Biofuel vs. Food debate. The Verge wonders if ethanol is starving Africa and The New Internationalist says food should be used for people, not cars while Troy Media talks about the hazards of growing food for fuel. Yet AG Professional says a new study from the Netherlands refutes the myths about biofuels’ impact on land use.

Ever wonder what happened to next generation biofuels.? Both Energy Trends Insider in What Happened to Advanced Biofuels? and treehugger in What happened to biofuels? offer their views. Second-generation biofuels like cellulosic ethanol and algae biodiesel were to be made from marginal food crops or limited feedstocks, and they would be much cleaner than fossil fuels. The latter observes:

That was a good vision, but somewhere along the way, the dream seems to have fizzled out. Many are still working on making it happen, but most next-gen biofuel projects seem to have been cancelled or scaled back, and 40% of America’s corn production is still going to ethanol production, raising food prices for everyone and using fertile arable land to make fuel that isn’t that much greener than what it replaces..

########################################

- [WRITTEN INSTRUCTION 1] List every publication or website that the biofuels passage names as a source.
The rows that come next have no connection to the biofuels passage.

- [RECORDS TO PROCESS]
########################################

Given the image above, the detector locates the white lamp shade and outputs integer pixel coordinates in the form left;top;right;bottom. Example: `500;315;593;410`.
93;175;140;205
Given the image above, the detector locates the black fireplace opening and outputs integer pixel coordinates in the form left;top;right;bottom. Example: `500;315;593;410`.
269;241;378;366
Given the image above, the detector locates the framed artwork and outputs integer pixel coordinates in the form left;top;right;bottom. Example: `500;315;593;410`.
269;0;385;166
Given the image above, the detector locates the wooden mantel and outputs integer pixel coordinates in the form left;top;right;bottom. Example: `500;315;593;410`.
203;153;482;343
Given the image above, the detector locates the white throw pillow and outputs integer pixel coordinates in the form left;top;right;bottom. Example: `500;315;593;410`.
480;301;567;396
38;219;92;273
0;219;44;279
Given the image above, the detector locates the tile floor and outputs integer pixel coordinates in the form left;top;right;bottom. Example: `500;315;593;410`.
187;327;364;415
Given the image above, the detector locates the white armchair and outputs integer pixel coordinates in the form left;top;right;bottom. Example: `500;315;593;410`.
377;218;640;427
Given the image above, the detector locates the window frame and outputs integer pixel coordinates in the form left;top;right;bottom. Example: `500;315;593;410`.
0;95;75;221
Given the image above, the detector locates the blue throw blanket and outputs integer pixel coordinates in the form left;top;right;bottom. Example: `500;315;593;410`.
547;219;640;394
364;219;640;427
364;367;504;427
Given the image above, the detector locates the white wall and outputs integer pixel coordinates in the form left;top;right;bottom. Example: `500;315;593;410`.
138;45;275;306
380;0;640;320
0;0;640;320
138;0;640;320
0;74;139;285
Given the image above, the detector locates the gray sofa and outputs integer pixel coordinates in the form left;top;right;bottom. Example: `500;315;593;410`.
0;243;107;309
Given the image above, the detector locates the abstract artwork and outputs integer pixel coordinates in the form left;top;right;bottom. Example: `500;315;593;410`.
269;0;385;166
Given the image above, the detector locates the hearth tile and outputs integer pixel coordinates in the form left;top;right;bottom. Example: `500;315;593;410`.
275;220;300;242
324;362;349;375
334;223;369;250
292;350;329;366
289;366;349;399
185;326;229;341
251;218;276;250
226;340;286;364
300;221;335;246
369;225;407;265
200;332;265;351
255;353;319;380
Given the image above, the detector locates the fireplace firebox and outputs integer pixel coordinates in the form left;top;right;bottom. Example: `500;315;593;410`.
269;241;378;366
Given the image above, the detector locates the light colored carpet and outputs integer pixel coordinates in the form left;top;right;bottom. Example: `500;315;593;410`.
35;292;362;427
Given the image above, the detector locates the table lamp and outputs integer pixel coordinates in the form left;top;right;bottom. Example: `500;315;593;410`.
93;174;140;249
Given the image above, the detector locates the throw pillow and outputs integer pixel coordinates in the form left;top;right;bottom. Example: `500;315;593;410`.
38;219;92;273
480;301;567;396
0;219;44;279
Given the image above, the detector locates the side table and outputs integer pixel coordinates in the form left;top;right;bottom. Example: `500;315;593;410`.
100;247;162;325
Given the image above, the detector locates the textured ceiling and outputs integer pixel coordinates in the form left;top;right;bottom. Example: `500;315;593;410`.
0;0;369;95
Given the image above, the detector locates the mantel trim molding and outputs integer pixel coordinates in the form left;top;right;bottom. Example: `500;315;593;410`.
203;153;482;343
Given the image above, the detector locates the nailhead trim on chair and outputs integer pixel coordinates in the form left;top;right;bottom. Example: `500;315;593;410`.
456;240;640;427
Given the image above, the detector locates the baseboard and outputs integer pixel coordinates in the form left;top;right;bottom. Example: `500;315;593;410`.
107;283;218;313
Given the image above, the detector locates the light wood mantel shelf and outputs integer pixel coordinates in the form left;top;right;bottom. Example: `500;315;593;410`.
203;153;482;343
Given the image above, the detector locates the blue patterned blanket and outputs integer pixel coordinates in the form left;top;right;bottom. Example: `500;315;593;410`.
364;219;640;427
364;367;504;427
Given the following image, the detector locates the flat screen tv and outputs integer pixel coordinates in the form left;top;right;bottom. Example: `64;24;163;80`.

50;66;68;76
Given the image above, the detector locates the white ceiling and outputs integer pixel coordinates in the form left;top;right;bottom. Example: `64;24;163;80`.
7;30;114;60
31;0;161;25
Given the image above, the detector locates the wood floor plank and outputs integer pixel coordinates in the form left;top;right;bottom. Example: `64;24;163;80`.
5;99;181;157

########################################

- [WRITTEN INSTRUCTION 2] In the rows, change "hearth tile" to "hearth stone". Begin at the line that has "Given the image above, the detector locates the abstract", stop after the line that has "93;174;140;249", and return only those lines with nothing else altered.

- [CORRECT OUTPUT 1] The Verge, The New Internationalist, Troy Media, AG Professional, Energy Trends Insider, treehugger

- [CORRECT OUTPUT 2]
Given the image above, the detector locates the abstract artwork and outputs integer pixel coordinates in the form left;top;right;bottom. Example: `500;315;593;410`.
269;0;385;166
Given the image above, the detector locates the hearth stone and outputs integer pixel coordinates in the form left;top;right;bottom. Example: `500;315;593;410`.
275;220;300;242
324;362;349;375
334;223;369;250
292;350;329;366
289;366;349;399
185;326;229;341
251;218;276;250
226;340;286;364
300;221;335;246
369;225;407;265
200;332;265;351
255;353;319;380
Given the image above, the detector locates the fireplace firebox and outputs integer pixel coordinates in the form left;top;right;bottom. Example: `500;315;593;410`.
269;241;378;366
Given the image above, the detector locates the light colored carpet and outputs integer pixel coordinates in the form left;top;right;bottom. Example: `500;315;593;410`.
35;292;362;427
Given the image above, the detector locates the table lamp and outputs integer pixel coordinates in the form left;top;right;bottom. Example: `500;315;593;410`.
93;174;140;249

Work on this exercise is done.